__About this exercise__.
Check every line of the entries for the string "white" and return the ones that contain it.

__Entries shown__.
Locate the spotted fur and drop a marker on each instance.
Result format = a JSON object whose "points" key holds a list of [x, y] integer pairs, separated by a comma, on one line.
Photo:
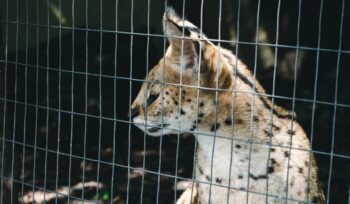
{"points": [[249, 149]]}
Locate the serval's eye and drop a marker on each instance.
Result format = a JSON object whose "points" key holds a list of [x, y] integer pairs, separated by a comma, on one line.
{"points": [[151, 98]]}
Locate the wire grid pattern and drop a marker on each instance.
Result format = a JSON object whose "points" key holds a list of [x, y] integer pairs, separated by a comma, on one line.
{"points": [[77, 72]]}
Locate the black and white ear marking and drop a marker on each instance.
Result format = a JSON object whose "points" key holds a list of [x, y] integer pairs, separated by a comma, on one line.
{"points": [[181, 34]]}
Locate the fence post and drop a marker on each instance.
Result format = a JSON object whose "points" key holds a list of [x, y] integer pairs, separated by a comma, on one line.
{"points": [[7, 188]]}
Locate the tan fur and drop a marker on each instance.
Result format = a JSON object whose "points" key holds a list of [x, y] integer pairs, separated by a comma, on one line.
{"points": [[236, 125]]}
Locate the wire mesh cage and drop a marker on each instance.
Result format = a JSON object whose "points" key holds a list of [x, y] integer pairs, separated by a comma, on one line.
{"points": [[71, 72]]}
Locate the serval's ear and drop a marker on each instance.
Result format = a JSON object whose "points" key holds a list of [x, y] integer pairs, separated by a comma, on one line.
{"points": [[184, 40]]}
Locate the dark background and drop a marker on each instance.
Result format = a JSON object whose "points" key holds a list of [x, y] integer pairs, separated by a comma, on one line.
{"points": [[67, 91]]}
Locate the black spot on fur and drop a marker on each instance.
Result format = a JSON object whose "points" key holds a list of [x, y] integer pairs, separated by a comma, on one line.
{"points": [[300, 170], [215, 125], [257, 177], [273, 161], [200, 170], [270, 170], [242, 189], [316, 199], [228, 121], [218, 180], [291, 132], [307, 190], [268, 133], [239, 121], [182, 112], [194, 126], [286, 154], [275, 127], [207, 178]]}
---
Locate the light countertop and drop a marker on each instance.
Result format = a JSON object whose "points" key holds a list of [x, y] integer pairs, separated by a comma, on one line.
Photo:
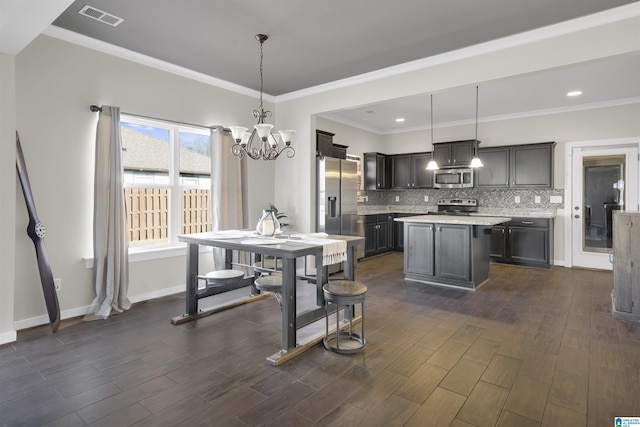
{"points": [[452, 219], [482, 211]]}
---
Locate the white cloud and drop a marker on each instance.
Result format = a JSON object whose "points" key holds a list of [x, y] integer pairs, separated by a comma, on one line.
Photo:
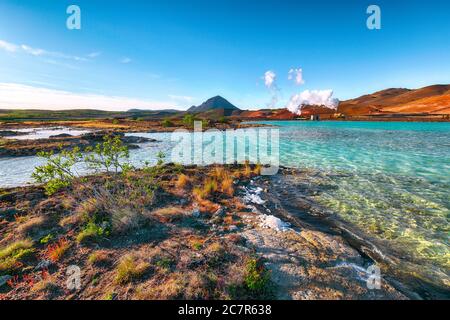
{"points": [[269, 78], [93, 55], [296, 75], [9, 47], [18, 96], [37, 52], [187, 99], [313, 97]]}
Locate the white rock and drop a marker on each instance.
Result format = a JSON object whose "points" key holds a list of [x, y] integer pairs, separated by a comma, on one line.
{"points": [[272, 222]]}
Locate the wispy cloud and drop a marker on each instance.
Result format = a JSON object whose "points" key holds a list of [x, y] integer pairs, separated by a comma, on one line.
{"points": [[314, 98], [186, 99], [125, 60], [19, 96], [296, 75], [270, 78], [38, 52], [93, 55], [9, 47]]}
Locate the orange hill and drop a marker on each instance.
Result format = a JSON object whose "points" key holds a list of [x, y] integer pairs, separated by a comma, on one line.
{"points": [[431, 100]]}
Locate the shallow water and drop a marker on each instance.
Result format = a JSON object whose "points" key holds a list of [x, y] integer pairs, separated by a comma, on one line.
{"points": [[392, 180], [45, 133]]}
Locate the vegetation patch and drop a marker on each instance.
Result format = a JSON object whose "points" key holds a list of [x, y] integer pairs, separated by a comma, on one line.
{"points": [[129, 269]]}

__Answer box__.
Locate the black and white ear marking and drop a marker on each instance.
Locate the white cloud and drop a marker on each instance.
Locate the white rock and drop a marker on each instance.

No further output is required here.